**YOUR ASSIGNMENT**
Return each line of the entries that holds the string "cactus".

**EXTRACTED ENTRIES**
Start of Block

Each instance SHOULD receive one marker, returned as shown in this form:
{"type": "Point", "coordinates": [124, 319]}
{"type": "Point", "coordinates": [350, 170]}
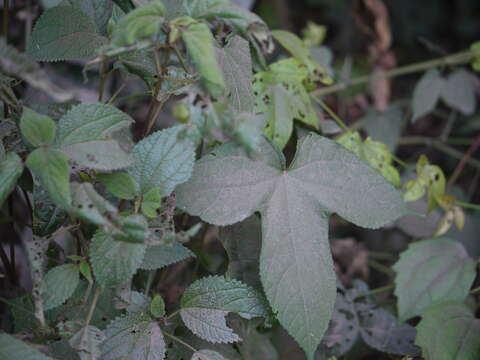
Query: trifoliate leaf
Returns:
{"type": "Point", "coordinates": [447, 275]}
{"type": "Point", "coordinates": [134, 336]}
{"type": "Point", "coordinates": [207, 301]}
{"type": "Point", "coordinates": [61, 282]}
{"type": "Point", "coordinates": [459, 91]}
{"type": "Point", "coordinates": [87, 134]}
{"type": "Point", "coordinates": [114, 262]}
{"type": "Point", "coordinates": [141, 23]}
{"type": "Point", "coordinates": [64, 33]}
{"type": "Point", "coordinates": [11, 168]}
{"type": "Point", "coordinates": [207, 355]}
{"type": "Point", "coordinates": [242, 242]}
{"type": "Point", "coordinates": [38, 130]}
{"type": "Point", "coordinates": [449, 331]}
{"type": "Point", "coordinates": [159, 256]}
{"type": "Point", "coordinates": [52, 170]}
{"type": "Point", "coordinates": [87, 342]}
{"type": "Point", "coordinates": [151, 203]}
{"type": "Point", "coordinates": [119, 184]}
{"type": "Point", "coordinates": [236, 63]}
{"type": "Point", "coordinates": [295, 266]}
{"type": "Point", "coordinates": [427, 93]}
{"type": "Point", "coordinates": [157, 306]}
{"type": "Point", "coordinates": [162, 160]}
{"type": "Point", "coordinates": [12, 348]}
{"type": "Point", "coordinates": [199, 43]}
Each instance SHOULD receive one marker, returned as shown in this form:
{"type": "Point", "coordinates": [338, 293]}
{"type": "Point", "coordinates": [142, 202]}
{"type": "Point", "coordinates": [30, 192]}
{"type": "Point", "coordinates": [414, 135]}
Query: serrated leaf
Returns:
{"type": "Point", "coordinates": [427, 93]}
{"type": "Point", "coordinates": [449, 331]}
{"type": "Point", "coordinates": [61, 282]}
{"type": "Point", "coordinates": [12, 348]}
{"type": "Point", "coordinates": [151, 203]}
{"type": "Point", "coordinates": [242, 242]}
{"type": "Point", "coordinates": [119, 184]}
{"type": "Point", "coordinates": [207, 355]}
{"type": "Point", "coordinates": [199, 43]}
{"type": "Point", "coordinates": [157, 306]}
{"type": "Point", "coordinates": [11, 168]}
{"type": "Point", "coordinates": [236, 63]}
{"type": "Point", "coordinates": [38, 130]}
{"type": "Point", "coordinates": [141, 23]}
{"type": "Point", "coordinates": [459, 92]}
{"type": "Point", "coordinates": [295, 266]}
{"type": "Point", "coordinates": [87, 134]}
{"type": "Point", "coordinates": [159, 256]}
{"type": "Point", "coordinates": [64, 33]}
{"type": "Point", "coordinates": [114, 262]}
{"type": "Point", "coordinates": [162, 160]}
{"type": "Point", "coordinates": [134, 336]}
{"type": "Point", "coordinates": [87, 342]}
{"type": "Point", "coordinates": [52, 170]}
{"type": "Point", "coordinates": [447, 275]}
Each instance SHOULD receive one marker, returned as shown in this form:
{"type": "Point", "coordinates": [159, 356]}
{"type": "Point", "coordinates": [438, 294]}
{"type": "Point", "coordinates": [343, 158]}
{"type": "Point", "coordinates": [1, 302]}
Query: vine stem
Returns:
{"type": "Point", "coordinates": [376, 291]}
{"type": "Point", "coordinates": [454, 59]}
{"type": "Point", "coordinates": [180, 341]}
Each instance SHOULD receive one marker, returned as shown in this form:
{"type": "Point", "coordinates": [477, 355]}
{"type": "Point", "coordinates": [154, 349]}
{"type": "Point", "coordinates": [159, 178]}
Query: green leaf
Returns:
{"type": "Point", "coordinates": [159, 256]}
{"type": "Point", "coordinates": [134, 336]}
{"type": "Point", "coordinates": [52, 170]}
{"type": "Point", "coordinates": [296, 267]}
{"type": "Point", "coordinates": [87, 342]}
{"type": "Point", "coordinates": [427, 93]}
{"type": "Point", "coordinates": [38, 130]}
{"type": "Point", "coordinates": [64, 33]}
{"type": "Point", "coordinates": [199, 43]}
{"type": "Point", "coordinates": [141, 23]}
{"type": "Point", "coordinates": [207, 355]}
{"type": "Point", "coordinates": [162, 160]}
{"type": "Point", "coordinates": [151, 203]}
{"type": "Point", "coordinates": [208, 300]}
{"type": "Point", "coordinates": [157, 306]}
{"type": "Point", "coordinates": [11, 168]}
{"type": "Point", "coordinates": [12, 348]}
{"type": "Point", "coordinates": [459, 91]}
{"type": "Point", "coordinates": [99, 12]}
{"type": "Point", "coordinates": [87, 135]}
{"type": "Point", "coordinates": [61, 282]}
{"type": "Point", "coordinates": [449, 331]}
{"type": "Point", "coordinates": [236, 63]}
{"type": "Point", "coordinates": [242, 242]}
{"type": "Point", "coordinates": [114, 262]}
{"type": "Point", "coordinates": [447, 275]}
{"type": "Point", "coordinates": [119, 184]}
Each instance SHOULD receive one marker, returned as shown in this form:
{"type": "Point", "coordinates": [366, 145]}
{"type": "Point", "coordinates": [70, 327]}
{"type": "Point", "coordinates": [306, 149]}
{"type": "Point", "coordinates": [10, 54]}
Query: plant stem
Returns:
{"type": "Point", "coordinates": [180, 341]}
{"type": "Point", "coordinates": [6, 18]}
{"type": "Point", "coordinates": [330, 112]}
{"type": "Point", "coordinates": [376, 291]}
{"type": "Point", "coordinates": [454, 59]}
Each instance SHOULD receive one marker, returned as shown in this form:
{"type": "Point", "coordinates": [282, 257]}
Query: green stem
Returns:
{"type": "Point", "coordinates": [454, 59]}
{"type": "Point", "coordinates": [379, 290]}
{"type": "Point", "coordinates": [330, 112]}
{"type": "Point", "coordinates": [180, 341]}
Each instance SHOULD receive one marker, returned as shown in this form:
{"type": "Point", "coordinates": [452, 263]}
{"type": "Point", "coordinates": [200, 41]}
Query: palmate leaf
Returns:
{"type": "Point", "coordinates": [133, 336]}
{"type": "Point", "coordinates": [87, 134]}
{"type": "Point", "coordinates": [207, 301]}
{"type": "Point", "coordinates": [12, 348]}
{"type": "Point", "coordinates": [64, 33]}
{"type": "Point", "coordinates": [447, 275]}
{"type": "Point", "coordinates": [296, 267]}
{"type": "Point", "coordinates": [449, 331]}
{"type": "Point", "coordinates": [162, 160]}
{"type": "Point", "coordinates": [11, 168]}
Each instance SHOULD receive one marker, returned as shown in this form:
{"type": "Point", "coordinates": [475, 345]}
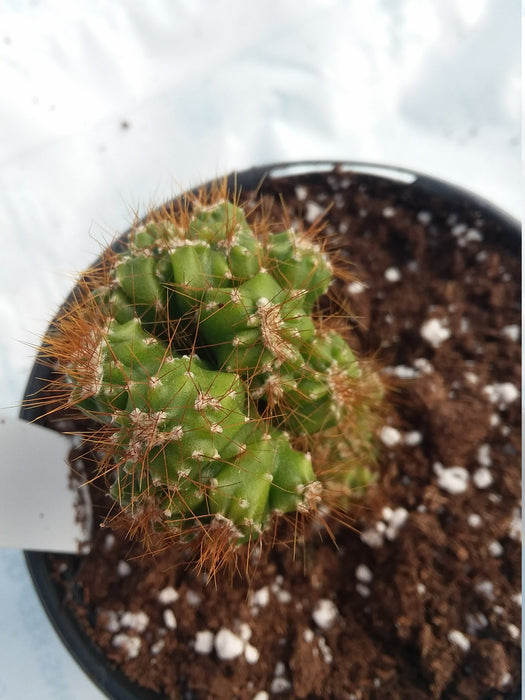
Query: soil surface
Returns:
{"type": "Point", "coordinates": [423, 598]}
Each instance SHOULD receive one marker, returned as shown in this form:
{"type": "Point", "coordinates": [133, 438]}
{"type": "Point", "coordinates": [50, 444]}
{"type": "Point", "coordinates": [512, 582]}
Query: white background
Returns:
{"type": "Point", "coordinates": [204, 88]}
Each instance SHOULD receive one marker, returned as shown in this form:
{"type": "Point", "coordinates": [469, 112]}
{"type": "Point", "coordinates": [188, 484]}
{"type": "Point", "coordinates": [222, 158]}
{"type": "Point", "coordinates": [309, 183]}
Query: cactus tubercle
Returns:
{"type": "Point", "coordinates": [227, 400]}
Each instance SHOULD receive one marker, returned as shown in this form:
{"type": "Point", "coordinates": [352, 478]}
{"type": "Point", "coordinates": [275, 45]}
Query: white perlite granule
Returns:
{"type": "Point", "coordinates": [512, 332]}
{"type": "Point", "coordinates": [325, 613]}
{"type": "Point", "coordinates": [458, 638]}
{"type": "Point", "coordinates": [476, 622]}
{"type": "Point", "coordinates": [389, 436]}
{"type": "Point", "coordinates": [392, 274]}
{"type": "Point", "coordinates": [389, 527]}
{"type": "Point", "coordinates": [435, 332]}
{"type": "Point", "coordinates": [495, 548]}
{"type": "Point", "coordinates": [261, 695]}
{"type": "Point", "coordinates": [356, 288]}
{"type": "Point", "coordinates": [245, 631]}
{"type": "Point", "coordinates": [326, 652]}
{"type": "Point", "coordinates": [454, 480]}
{"type": "Point", "coordinates": [484, 455]}
{"type": "Point", "coordinates": [486, 588]}
{"type": "Point", "coordinates": [157, 647]}
{"type": "Point", "coordinates": [363, 573]}
{"type": "Point", "coordinates": [402, 371]}
{"type": "Point", "coordinates": [131, 645]}
{"type": "Point", "coordinates": [474, 520]}
{"type": "Point", "coordinates": [251, 654]}
{"type": "Point", "coordinates": [501, 394]}
{"type": "Point", "coordinates": [228, 645]}
{"type": "Point", "coordinates": [412, 438]}
{"type": "Point", "coordinates": [123, 569]}
{"type": "Point", "coordinates": [261, 597]}
{"type": "Point", "coordinates": [204, 642]}
{"type": "Point", "coordinates": [136, 621]}
{"type": "Point", "coordinates": [170, 621]}
{"type": "Point", "coordinates": [167, 596]}
{"type": "Point", "coordinates": [397, 518]}
{"type": "Point", "coordinates": [301, 193]}
{"type": "Point", "coordinates": [482, 478]}
{"type": "Point", "coordinates": [372, 538]}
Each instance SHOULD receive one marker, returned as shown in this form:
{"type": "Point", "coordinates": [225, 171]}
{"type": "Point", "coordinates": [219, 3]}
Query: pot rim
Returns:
{"type": "Point", "coordinates": [89, 657]}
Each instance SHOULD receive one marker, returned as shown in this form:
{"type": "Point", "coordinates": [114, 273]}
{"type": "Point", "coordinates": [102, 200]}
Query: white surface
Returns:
{"type": "Point", "coordinates": [207, 87]}
{"type": "Point", "coordinates": [37, 502]}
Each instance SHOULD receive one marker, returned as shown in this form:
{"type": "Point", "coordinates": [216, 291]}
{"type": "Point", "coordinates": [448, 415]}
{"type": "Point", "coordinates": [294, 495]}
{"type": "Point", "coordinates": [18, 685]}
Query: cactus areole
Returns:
{"type": "Point", "coordinates": [225, 395]}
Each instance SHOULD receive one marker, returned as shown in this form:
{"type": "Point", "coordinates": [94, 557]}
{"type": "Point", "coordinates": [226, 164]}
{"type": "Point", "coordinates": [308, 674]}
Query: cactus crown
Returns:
{"type": "Point", "coordinates": [225, 396]}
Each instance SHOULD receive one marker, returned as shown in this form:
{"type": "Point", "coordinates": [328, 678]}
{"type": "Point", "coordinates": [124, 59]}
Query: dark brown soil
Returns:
{"type": "Point", "coordinates": [425, 592]}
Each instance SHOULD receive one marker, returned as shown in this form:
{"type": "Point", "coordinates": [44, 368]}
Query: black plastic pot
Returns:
{"type": "Point", "coordinates": [427, 191]}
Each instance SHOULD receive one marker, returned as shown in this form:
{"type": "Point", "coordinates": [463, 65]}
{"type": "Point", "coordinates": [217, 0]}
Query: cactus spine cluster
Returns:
{"type": "Point", "coordinates": [224, 397]}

End of Block

**PROBLEM SOLUTION**
Query: cactus tubercle
Query: cactus areole
Query: cactus crown
Query: cactus spine cluster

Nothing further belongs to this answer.